Your loyal correspondent, on the other hand, must confess to feeling a little queasy as we descended to a bit of a shaky landing, safe and sound, back on the baseball diamond and waited for the air to cool enough for a quick exit.

"Oh, that was nothing," said Byberg reassuringly of the slight rolling on landing. "It just must be because of the company we are keeping."


Around 10 a.m., the annual antique car parade made its way down Pleasant Street, pulling up in front of the park on North Main Street for the traditional "meet up" of classic car fans.

Bill and Lois Porter rode up in style from Franklin for the event, and while Lois tried her hand at horseshoes, Bill enjoyed chatting with curious admirers of their beautiful "fiesta red" 1956 Ford Thunderbird, with nifty "porthole" windows in the back. The Porters have owned the car for 18 years, since Bill rescued the car from a field in Wilton, after nearly two decades of exposure to the elements.

"The car was covered inside and out with a sticky black mold," remembered Lois Porter. "There was no flooring on either side. The trunk was completely rotted out, and the electrical wires had been eaten away by rats and mice. The bumpers were inside the car on the back seat, and the grill was totally mangled. But even though my husband had never worked on a car before in his life, he totally restored everything, including the original paint job. Now it is a lot of fun for us to show off at cruise nights. It is something for us to do."

Lois brings along her mother's valuable American Girl doll, who rides in the front seat adorned in her pink poodle skirt and tiny saddle shoes. The Porters take an obvious pride in the quality workmanship behind the gleaming chrome facade.

But that is a lot of what Old Home Day is about – pride in the past and the quality of life that we all remember so fondly. That was on display in full force.

● **Data excerpts**:
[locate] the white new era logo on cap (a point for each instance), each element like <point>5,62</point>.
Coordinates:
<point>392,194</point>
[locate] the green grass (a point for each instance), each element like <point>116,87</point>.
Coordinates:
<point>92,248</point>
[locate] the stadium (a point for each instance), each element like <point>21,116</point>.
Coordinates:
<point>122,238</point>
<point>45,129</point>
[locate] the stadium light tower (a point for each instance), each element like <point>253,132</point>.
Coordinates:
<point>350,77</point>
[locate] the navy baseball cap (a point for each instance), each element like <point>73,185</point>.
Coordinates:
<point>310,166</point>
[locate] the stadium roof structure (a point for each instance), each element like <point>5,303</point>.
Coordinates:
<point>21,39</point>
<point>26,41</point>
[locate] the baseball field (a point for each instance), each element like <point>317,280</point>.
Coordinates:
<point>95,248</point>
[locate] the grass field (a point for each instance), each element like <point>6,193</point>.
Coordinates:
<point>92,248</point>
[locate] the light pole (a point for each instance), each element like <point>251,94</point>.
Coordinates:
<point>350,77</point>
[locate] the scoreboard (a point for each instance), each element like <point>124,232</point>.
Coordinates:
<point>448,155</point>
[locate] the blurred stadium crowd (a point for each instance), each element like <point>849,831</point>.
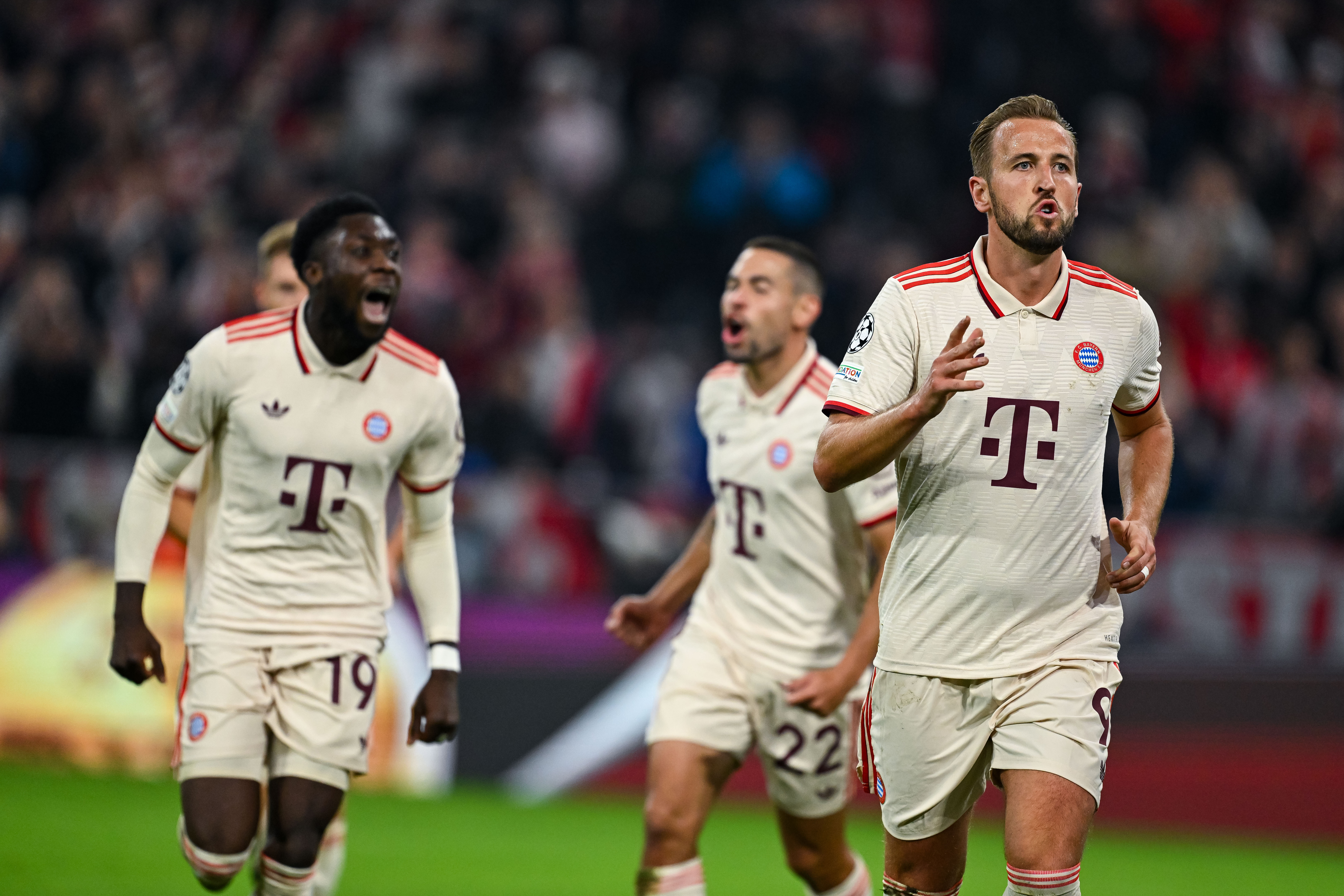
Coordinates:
<point>572,182</point>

● **Exercise prompt**: Copy out the stretch of the Old Home Day piece from "Your loyal correspondent, on" through "classic car fans.", updating "Pleasant Street" to "Elm Street".

● **Task output**:
Your loyal correspondent, on the other hand, must confess to feeling a little queasy as we descended to a bit of a shaky landing, safe and sound, back on the baseball diamond and waited for the air to cool enough for a quick exit.

"Oh, that was nothing," said Byberg reassuringly of the slight rolling on landing. "It just must be because of the company we are keeping."


Around 10 a.m., the annual antique car parade made its way down Elm Street, pulling up in front of the park on North Main Street for the traditional "meet up" of classic car fans.